Records of labeled points:
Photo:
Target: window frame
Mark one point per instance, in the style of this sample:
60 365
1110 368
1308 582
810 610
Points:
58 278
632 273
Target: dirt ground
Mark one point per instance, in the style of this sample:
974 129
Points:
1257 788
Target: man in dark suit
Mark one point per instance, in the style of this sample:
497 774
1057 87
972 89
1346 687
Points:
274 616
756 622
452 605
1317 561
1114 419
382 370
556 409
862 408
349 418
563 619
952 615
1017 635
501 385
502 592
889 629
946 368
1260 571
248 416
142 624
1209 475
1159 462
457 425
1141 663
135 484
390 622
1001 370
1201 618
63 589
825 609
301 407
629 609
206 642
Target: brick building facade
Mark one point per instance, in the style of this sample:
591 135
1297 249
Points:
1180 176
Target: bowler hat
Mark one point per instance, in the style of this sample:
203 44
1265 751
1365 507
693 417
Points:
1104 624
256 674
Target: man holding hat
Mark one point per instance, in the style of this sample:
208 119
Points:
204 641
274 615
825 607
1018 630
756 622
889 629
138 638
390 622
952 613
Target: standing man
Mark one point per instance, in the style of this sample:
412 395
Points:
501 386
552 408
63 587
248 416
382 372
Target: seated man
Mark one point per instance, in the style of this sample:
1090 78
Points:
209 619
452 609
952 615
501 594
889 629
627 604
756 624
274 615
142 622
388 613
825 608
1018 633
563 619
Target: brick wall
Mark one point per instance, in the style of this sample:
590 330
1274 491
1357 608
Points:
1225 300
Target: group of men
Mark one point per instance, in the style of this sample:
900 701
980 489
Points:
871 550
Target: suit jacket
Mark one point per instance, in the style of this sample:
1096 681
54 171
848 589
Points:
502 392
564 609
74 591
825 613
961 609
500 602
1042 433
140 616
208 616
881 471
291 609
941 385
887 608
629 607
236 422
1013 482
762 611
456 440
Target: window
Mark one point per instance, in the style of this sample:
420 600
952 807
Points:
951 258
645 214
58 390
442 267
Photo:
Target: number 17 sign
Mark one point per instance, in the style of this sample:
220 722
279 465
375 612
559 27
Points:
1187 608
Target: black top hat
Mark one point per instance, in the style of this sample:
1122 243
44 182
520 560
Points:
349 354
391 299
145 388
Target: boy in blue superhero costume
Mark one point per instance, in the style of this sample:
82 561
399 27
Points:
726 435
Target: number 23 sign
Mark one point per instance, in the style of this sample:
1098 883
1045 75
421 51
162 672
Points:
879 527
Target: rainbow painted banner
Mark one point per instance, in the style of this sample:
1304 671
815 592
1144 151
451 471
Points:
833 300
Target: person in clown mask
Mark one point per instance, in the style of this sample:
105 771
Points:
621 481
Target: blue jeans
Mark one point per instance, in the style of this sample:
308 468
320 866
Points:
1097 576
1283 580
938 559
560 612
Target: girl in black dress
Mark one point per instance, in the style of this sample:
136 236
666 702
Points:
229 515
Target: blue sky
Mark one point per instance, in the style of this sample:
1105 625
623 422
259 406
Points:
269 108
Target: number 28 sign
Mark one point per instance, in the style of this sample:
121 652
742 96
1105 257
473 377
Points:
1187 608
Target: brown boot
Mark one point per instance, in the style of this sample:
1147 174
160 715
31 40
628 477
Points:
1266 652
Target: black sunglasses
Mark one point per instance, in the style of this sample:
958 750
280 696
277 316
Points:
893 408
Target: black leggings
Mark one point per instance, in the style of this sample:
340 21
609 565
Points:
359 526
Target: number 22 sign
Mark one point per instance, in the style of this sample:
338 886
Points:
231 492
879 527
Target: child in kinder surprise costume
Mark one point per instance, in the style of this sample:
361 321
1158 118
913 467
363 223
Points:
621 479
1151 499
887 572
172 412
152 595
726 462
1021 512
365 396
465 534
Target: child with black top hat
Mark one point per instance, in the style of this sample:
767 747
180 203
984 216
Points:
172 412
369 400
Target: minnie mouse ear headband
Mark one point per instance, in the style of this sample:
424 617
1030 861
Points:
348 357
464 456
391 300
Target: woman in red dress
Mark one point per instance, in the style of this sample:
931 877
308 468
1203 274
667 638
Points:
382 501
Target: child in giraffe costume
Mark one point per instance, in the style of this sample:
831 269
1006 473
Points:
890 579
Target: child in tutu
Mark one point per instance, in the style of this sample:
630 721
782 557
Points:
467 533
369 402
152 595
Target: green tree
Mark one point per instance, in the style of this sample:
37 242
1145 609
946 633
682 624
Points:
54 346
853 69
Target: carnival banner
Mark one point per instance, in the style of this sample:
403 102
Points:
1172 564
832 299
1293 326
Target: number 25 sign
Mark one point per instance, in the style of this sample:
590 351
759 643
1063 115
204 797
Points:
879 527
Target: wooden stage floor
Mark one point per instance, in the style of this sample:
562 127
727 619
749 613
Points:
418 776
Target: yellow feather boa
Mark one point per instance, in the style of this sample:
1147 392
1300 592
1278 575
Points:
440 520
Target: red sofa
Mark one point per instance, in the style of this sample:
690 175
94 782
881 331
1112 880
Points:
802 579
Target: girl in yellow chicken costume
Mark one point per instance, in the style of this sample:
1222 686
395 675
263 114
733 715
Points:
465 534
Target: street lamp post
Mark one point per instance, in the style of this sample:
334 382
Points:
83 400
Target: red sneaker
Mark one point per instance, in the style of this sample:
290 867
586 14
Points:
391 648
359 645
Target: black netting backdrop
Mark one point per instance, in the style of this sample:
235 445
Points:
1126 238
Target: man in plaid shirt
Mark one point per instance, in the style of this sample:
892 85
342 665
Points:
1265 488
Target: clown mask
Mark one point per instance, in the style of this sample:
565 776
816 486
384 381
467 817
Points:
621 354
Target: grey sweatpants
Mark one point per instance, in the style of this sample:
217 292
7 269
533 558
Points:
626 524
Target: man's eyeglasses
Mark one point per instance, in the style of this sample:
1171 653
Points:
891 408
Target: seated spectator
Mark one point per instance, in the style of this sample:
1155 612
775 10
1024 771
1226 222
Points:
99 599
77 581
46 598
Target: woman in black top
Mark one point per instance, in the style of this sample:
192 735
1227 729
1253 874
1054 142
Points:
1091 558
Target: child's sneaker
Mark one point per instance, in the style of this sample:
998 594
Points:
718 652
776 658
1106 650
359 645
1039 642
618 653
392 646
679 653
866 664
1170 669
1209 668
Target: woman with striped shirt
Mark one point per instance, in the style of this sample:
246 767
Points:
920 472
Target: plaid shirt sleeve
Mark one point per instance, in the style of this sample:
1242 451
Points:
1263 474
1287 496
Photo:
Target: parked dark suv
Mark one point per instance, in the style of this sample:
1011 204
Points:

Task requirements: Output all preceding records character for character.

Worked answer:
Photo:
Target: window frame
Mark one point per instance, in the style of this sample:
60 365
1110 368
1308 582
810 610
Points:
58 278
632 273
Target: dirt ground
Mark one point per instance, in the style of this sample:
974 129
Points:
1257 788
Target: man in dark suit
Mark one point per instance, in the style of this sample:
497 774
1057 87
972 89
1346 687
Points:
274 616
756 622
452 605
1317 561
1114 419
382 370
556 409
862 408
349 418
563 619
952 615
1017 635
501 385
502 592
889 629
946 368
1260 571
248 416
142 624
1209 475
1159 462
457 425
1141 663
135 484
390 622
1001 370
1201 618
63 589
825 609
301 407
629 609
206 642
Target: brick building facade
Mark one point per instance, in the style of this sample:
591 135
1297 249
Points:
1180 176
Target: bowler hat
Mark one point per instance, in the style of this sample:
203 44
1265 751
1365 507
693 417
Points:
1104 624
256 674
Target: man holding hat
Mark one point per instance, in the style of this sample:
208 119
Points:
204 641
274 615
825 607
1018 630
756 622
889 629
138 638
390 622
952 613
Target: standing man
Mark one point per instance, in the style of this sample:
412 395
Points:
501 386
552 408
63 587
248 416
382 372
Target: seated man
Mark one point per instance, in the style of this sample:
1090 78
Points:
209 619
452 609
952 615
501 594
889 629
627 604
756 624
274 615
142 622
388 613
825 608
1018 633
563 619
Target: brick wall
Mark one point per instance, in the style of this sample:
590 330
1274 491
1357 608
Points:
1225 300
Target: group of men
Mark one point per instance, in the style of this sample:
900 701
980 489
Points:
871 550
Target: suit jacket
Mark one point per instance, in the style of this sample:
1096 681
54 171
848 589
Points:
502 392
564 609
74 591
825 613
961 609
500 602
1042 433
140 616
208 616
881 471
291 609
941 385
887 608
629 607
236 422
1013 482
762 611
456 440
Target: window
Mark one point per instance, in the style of this sample:
420 600
952 807
Points:
951 258
645 214
58 390
442 267
Photo:
Target: number 17 sign
Mark one point per instance, in the style of this sample:
220 722
279 465
375 612
559 27
Points:
1187 608
Target: black top hat
Mark one point per instance, in the style of this sample:
1122 243
44 182
520 560
Points:
349 354
391 299
145 388
Target: boy in blue superhero costume
Mark one point per instance, in the style of this sample:
82 561
399 27
Points:
726 435
Target: number 23 sign
Mark one point per instance, in the style of this sample:
1098 883
1045 75
421 51
162 672
Points:
879 527
Target: rainbow painted banner
Mark one point per instance, in the style of this sample:
1304 671
815 592
1144 151
451 471
Points:
833 300
Target: person in clown mask
Mark one point per instance, in the style of this sample:
105 771
Points:
621 481
Target: blue jeans
Mark one point per instance, in the style of this sample:
308 468
320 866
Points:
1097 576
1283 580
938 559
560 612
Target: girl in black dress
Mark one point per instance, in the style of this sample:
136 236
666 702
Points:
229 515
Target: blue sky
Mark one point per instance, in the style of this sample:
1105 625
623 422
259 406
Points:
269 108
Target: number 28 sign
Mark one point per instance, in the style of this sample:
121 652
742 96
1105 257
473 377
Points:
1187 608
Target: brown boot
Mark one point per instance, in the style of this sample:
1147 174
160 715
31 40
628 477
Points:
1266 652
Target: black sunglasses
Mark one point per instance, in the style of this sample:
958 750
280 696
277 316
Points:
893 408
Target: black leggings
Mark one point per instance, in the style of this sample:
340 21
609 565
Points:
359 526
Target: number 22 sign
Mark one point per instance, in the style of this sample:
338 886
Points:
231 492
879 527
Target: child in kinder surprise costume
Mark one point per instance, in the style of this sample:
361 321
1158 118
913 467
363 223
Points:
621 479
1151 499
887 572
172 412
152 595
726 462
1021 512
365 396
465 534
Target: child with black top hat
Mark one point per instance, in the style of this sample:
767 747
180 203
984 216
Points:
172 412
369 400
Target: minnie mouse ear headband
Mark one point per instance, in the style of this sample:
424 617
1030 861
Points:
348 357
464 456
391 300
Target: woman in red dress
Mark one point per instance, in the style of this sample:
931 877
308 468
1203 274
667 638
Points:
382 501
Target: child in giraffe costume
Mark one point per instance, in the style of this sample:
831 269
1006 473
Points:
890 579
Target: child in tutu
Mark one point per instance, in the style of this sample:
630 721
782 557
Points:
467 533
369 402
152 595
Target: green tree
Mark one point per instance, in the style of this sample:
37 242
1145 609
946 633
682 624
Points:
54 346
853 69
Target: carnival banner
Mark one point per instance, in the style of this sample:
403 102
Points:
1172 564
832 299
1293 326
Target: number 25 sign
Mark one point per instance, in the style of this sample:
590 351
759 643
1063 115
204 797
Points:
879 527
Target: wooden stage floor
Mark one point per instance, in the style of this sample:
562 127
727 619
749 613
Points:
418 776
Target: yellow feather boa
Mark one point per instance, in the style of this sample:
1147 392
1300 592
1278 575
Points:
440 520
Target: red sofa
Mark one point per instance, in the style of this sample:
690 175
94 782
881 331
1112 880
Points:
802 579
Target: girl in yellow chicken costume
Mark one point per instance, in the style of this sample:
1222 686
395 675
263 114
733 715
Points:
465 534
Target: street lamp post
Mark one point per instance, in the style of this sample:
334 382
Points:
83 400
Target: red sneaker
Mark one point per instance, in the style of this sample:
290 867
586 14
Points:
391 648
359 645
Target: black netting backdrop
Mark one point per instance, in the style of this sample:
235 445
Points:
1126 238
Target: man in plaid shirt
Mark one point per instance, in the style of this sample:
892 85
342 665
Points:
1265 488
Target: clown mask
Mark one point per instance, in the style of this sample:
565 776
816 486
384 381
467 817
Points:
621 354
Target: grey sweatpants
Mark one point per instance, in the style of this sample:
217 292
7 269
533 558
Points:
626 524
Target: man's eyeglasses
Mark one point per instance, in the style of this sample:
1171 653
Points:
891 408
Target: seated spectator
Mark one point per instance, in the style of this sample:
1155 612
775 10
1024 771
1226 222
Points:
99 599
77 581
46 598
Target: woman in black top
Mark one point per instance, in the style of this sample:
192 735
1227 729
1253 874
1054 142
Points:
1091 558
Target: child's sneaker
Mark one point per instance, in the style of this sample:
998 594
Points:
718 652
776 658
1106 650
359 645
1039 642
618 653
392 646
679 653
866 664
1170 669
1209 668
Target: woman with striped shirt
Mark one point per instance, in the style of this sample:
246 767
Points:
920 472
Target: plaid shirt sleeve
Mark one point per instance, in the style of this sample:
1242 451
Points:
1263 474
1287 496
Photo:
Target: parked dark suv
Mark one point per instance, in the style of this sample:
1011 204
Points:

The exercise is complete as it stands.